◆ To do:
1. Answer these questions from the PARO text:
(a) What correlation coefficient is given for oxytocin levels at T4 and willingness to meet PARO again?
(b) Was an effect of condition found in the control group?
(c) What was the pain rating in the Touch condition?
2. Summarize the PARO text in two sentences.
3. From the PARO text, return the passage starting with "The effect of" and going on through "different from Baseline.", copied word for word.

#### Text provided ####

There was a significant negative correlation between oxytocin levels at T4 and the participants’ willingness to meet PARO again (r = −0.46, p < 0.05).
The effect of the interaction with PARO on pain perception
A significant effect of condition (Baseline/Touch/No-Touch) was found in the PARO group (F2,62 = 4.33, p < 0.05) while no effect of condition (S1/S2/S3) was found in the control group (F2,20 = 1.16, p = 0.33). Post hoc tests revealed that in the PARO group there was a significant decrease in pain ratings from Baseline (1.4 ± 1.6) to the Touch condition (0.8 ± 1.4, t(62)=2.59, p < 0.05). No significant difference from Baseline was found at the No-Touch condition (1.1 ± 1.6, t(61)=1.74, p = 0.87, Fig. 7A). In other words, participants rated their pain sensation as significantly lower when touching the PARO robot, compared to Baseline pain ratings. When the robot was only co-present in the room with them, and there was no physical contact with it, their pain ratings were not significantly different from Baseline.

#### Dataset entries ####

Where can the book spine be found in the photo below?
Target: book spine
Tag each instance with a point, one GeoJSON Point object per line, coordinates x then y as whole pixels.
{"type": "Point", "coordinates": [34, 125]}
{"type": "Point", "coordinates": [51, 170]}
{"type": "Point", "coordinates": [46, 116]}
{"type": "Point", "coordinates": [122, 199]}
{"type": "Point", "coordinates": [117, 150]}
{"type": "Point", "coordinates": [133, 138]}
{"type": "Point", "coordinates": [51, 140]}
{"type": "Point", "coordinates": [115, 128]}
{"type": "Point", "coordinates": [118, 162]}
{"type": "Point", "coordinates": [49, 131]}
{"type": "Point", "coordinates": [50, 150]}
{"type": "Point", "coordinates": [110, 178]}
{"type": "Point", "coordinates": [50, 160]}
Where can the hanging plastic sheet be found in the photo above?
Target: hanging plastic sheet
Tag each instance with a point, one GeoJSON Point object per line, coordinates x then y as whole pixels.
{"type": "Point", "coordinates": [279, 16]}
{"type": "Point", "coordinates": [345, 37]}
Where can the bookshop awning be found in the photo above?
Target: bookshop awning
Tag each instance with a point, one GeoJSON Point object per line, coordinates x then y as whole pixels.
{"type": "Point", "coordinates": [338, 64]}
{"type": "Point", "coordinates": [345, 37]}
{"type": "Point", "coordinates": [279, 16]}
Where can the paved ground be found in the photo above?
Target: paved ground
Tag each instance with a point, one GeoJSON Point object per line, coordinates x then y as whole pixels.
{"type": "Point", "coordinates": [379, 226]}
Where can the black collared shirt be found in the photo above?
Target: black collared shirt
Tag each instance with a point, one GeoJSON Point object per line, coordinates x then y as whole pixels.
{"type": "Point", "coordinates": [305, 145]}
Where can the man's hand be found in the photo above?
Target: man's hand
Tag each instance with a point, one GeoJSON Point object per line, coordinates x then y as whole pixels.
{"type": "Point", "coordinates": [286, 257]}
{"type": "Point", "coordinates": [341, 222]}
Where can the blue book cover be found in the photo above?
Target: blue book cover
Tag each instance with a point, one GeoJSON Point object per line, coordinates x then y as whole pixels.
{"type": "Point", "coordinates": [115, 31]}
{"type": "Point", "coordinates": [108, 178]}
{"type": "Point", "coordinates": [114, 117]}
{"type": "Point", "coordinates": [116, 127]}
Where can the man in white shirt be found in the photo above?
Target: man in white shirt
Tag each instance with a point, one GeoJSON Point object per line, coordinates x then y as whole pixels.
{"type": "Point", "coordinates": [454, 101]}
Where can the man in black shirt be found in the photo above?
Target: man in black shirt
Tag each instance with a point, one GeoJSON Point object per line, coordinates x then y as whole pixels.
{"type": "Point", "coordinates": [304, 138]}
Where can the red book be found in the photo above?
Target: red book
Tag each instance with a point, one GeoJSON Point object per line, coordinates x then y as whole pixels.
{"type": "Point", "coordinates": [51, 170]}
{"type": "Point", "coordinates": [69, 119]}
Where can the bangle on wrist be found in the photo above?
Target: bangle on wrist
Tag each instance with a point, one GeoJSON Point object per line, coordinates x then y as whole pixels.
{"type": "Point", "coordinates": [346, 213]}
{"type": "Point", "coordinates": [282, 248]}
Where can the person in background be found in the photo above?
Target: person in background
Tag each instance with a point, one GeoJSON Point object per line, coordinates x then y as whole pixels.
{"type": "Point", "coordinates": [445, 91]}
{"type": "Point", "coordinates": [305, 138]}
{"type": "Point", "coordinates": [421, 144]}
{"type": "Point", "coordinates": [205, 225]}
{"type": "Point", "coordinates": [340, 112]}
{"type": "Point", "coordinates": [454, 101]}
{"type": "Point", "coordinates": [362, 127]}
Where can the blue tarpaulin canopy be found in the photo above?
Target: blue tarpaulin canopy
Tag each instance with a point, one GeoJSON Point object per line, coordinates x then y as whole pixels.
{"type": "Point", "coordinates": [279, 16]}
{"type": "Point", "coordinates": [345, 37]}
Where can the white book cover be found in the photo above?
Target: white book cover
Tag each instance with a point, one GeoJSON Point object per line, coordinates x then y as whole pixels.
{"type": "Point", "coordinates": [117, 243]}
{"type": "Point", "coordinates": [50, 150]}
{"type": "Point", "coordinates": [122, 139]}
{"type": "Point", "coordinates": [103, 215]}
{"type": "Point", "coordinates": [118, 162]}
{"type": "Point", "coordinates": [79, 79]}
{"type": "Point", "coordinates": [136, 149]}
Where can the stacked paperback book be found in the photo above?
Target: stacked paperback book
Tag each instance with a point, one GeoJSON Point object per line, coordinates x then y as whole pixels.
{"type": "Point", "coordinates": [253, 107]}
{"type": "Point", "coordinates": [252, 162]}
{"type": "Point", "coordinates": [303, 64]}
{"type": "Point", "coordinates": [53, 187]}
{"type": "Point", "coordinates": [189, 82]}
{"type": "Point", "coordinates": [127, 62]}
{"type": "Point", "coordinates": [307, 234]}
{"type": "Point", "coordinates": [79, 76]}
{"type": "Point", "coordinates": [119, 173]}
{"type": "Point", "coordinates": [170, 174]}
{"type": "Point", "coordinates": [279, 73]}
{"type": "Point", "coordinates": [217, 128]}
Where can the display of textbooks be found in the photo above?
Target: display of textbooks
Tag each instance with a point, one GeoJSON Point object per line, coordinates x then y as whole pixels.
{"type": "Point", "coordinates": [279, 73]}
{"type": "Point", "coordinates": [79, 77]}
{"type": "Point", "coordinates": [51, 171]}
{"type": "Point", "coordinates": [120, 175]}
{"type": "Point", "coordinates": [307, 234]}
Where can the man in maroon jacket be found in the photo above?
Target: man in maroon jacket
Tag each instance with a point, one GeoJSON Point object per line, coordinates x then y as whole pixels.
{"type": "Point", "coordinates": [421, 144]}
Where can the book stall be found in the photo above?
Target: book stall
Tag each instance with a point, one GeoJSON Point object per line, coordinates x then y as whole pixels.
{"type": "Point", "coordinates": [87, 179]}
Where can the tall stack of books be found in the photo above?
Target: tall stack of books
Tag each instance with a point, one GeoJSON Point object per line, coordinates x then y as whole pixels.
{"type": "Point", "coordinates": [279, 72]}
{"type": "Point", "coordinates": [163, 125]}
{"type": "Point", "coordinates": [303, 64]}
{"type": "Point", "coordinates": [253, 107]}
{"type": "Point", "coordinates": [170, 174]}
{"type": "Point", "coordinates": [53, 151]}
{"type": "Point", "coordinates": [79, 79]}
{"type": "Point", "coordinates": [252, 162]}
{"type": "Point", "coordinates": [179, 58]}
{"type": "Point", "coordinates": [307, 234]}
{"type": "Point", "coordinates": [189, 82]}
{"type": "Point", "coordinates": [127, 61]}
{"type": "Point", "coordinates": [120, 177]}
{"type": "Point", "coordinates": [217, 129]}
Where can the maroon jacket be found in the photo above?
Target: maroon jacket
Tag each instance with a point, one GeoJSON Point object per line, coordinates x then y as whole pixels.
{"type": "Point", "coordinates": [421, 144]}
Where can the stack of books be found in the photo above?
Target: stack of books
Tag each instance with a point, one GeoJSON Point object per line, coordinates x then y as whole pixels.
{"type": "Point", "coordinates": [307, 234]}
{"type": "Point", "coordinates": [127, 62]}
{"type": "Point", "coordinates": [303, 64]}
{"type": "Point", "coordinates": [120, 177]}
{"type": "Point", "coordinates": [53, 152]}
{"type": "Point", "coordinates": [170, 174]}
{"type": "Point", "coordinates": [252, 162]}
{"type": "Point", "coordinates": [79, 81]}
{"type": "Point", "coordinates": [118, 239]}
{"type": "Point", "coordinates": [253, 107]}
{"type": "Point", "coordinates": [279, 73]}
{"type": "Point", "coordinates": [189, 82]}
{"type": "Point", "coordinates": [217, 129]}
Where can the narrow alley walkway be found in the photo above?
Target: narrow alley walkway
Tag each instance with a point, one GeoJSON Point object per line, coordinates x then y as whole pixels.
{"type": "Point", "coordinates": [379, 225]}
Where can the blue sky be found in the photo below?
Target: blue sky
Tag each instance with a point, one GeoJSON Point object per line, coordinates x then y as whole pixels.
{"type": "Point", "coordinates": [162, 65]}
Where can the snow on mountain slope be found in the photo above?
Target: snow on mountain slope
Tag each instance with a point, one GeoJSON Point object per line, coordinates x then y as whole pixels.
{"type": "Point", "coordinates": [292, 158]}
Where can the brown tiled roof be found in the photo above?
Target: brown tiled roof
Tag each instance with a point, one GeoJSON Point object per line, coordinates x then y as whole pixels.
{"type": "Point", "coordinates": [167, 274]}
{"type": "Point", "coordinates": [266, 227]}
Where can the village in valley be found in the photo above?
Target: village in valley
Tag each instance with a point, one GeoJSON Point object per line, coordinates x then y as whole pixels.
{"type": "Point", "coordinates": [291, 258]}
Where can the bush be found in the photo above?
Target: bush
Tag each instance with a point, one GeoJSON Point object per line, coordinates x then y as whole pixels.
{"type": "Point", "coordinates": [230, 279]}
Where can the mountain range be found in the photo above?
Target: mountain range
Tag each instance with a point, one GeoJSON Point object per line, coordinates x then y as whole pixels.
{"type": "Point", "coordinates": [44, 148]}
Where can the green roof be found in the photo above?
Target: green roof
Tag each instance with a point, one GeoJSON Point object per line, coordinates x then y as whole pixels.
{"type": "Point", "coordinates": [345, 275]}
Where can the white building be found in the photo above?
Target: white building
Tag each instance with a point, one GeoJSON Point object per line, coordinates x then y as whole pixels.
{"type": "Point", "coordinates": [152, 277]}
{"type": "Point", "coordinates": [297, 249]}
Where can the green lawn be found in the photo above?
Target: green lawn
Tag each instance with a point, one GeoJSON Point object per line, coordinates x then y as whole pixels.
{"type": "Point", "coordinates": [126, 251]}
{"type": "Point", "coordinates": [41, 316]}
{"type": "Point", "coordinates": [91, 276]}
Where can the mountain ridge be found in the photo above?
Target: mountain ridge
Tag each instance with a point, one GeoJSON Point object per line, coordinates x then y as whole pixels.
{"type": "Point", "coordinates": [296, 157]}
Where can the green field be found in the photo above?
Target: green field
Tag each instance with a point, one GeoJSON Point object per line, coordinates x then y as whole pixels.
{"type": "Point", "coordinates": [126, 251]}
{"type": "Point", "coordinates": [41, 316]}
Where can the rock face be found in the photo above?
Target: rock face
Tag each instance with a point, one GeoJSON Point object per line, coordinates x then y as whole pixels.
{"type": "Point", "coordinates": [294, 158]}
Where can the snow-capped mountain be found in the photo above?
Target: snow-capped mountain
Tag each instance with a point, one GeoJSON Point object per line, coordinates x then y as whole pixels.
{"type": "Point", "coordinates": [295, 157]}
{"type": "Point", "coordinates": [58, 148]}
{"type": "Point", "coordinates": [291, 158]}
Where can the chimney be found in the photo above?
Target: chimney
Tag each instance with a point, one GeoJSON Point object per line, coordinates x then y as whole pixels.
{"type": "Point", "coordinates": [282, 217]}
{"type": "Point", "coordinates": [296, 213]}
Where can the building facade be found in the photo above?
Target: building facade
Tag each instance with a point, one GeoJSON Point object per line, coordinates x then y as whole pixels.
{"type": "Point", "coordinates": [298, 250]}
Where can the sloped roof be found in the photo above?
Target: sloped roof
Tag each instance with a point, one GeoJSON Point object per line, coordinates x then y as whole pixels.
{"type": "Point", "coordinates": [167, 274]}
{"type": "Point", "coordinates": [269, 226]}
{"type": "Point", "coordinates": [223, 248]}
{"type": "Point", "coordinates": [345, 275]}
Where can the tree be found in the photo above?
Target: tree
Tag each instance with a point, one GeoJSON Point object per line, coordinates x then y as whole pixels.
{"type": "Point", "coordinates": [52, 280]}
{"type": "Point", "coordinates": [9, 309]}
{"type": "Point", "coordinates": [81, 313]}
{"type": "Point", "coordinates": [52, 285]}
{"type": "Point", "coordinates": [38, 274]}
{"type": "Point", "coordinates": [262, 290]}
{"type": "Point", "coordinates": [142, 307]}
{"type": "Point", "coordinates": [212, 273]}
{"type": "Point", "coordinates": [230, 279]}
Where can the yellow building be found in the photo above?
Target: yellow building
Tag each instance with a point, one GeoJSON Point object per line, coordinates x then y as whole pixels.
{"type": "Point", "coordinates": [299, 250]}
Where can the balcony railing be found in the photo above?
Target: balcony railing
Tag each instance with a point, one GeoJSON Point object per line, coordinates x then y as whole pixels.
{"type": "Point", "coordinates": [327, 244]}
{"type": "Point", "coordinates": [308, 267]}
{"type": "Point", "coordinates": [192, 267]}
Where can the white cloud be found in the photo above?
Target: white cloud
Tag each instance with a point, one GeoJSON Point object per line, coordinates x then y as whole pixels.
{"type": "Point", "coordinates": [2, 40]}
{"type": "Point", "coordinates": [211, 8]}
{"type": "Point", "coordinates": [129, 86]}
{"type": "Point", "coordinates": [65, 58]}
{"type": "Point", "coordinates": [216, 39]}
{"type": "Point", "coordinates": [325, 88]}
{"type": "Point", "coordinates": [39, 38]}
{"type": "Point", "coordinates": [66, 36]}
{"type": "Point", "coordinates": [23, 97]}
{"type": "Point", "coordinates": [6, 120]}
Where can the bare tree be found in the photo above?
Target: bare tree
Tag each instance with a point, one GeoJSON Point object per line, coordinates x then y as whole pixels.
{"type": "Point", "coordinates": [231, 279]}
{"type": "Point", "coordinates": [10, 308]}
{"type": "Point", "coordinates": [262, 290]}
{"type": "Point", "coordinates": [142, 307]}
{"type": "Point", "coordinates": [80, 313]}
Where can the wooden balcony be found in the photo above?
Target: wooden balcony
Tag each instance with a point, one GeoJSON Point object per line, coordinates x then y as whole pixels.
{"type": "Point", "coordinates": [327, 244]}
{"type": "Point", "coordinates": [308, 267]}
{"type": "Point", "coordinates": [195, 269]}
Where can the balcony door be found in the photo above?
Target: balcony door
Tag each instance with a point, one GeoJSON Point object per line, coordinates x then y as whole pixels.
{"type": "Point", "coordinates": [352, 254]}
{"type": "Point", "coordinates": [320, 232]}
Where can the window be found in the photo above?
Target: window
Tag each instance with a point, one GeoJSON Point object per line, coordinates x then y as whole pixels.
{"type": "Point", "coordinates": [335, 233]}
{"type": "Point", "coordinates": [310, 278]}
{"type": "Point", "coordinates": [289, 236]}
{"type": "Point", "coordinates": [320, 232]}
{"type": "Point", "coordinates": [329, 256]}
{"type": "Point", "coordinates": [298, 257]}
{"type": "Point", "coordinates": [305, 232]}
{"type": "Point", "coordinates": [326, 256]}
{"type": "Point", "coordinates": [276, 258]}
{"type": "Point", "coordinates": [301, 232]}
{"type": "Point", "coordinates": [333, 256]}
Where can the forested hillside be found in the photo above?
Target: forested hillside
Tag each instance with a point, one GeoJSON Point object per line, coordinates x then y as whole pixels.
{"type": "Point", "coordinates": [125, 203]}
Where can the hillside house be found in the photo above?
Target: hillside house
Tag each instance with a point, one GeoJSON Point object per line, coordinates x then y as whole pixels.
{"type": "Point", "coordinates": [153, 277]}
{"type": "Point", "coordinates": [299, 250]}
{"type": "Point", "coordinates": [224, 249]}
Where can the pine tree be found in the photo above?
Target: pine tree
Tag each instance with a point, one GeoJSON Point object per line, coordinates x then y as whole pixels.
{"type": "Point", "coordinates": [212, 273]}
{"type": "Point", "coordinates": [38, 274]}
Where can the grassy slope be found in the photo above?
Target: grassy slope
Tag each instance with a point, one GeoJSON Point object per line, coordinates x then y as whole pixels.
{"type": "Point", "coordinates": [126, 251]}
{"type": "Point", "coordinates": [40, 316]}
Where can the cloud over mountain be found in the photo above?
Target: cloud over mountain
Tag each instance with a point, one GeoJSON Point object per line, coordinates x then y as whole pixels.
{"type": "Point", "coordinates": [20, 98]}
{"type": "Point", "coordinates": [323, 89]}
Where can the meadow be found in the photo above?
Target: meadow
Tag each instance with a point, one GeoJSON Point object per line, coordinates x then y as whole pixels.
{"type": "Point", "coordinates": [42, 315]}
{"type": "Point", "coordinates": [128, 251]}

####

◆ Answers for each item:
1.
(a) r = −0.46 (p < 0.05)
(b) No (F2,20 = 1.16, p = 0.33)
(c) 0.8 ± 1.4

2. Oxytocin levels at T4 showed a significant negative correlation with participants' willingness to meet PARO again. In the PARO group, pain ratings dropped significantly from Baseline when participants touched the robot but not when it was only present in the room, while the control group showed no effect of condition.

3.
The effect of the interaction with PARO on pain perception
A significant effect of condition (Baseline/Touch/No-Touch) was found in the PARO group (F2,62 = 4.33, p < 0.05) while no effect of condition (S1/S2/S3) was found in the control group (F2,20 = 1.16, p = 0.33). Post hoc tests revealed that in the PARO group there was a significant decrease in pain ratings from Baseline (1.4 ± 1.6) to the Touch condition (0.8 ± 1.4, t(62)=2.59, p < 0.05). No significant difference from Baseline was found at the No-Touch condition (1.1 ± 1.6, t(61)=1.74, p = 0.87, Fig. 7A). In other words, participants rated their pain sensation as significantly lower when touching the PARO robot, compared to Baseline pain ratings. When the robot was only co-present in the room with them, and there was no physical contact with it, their pain ratings were not significantly different from Baseline.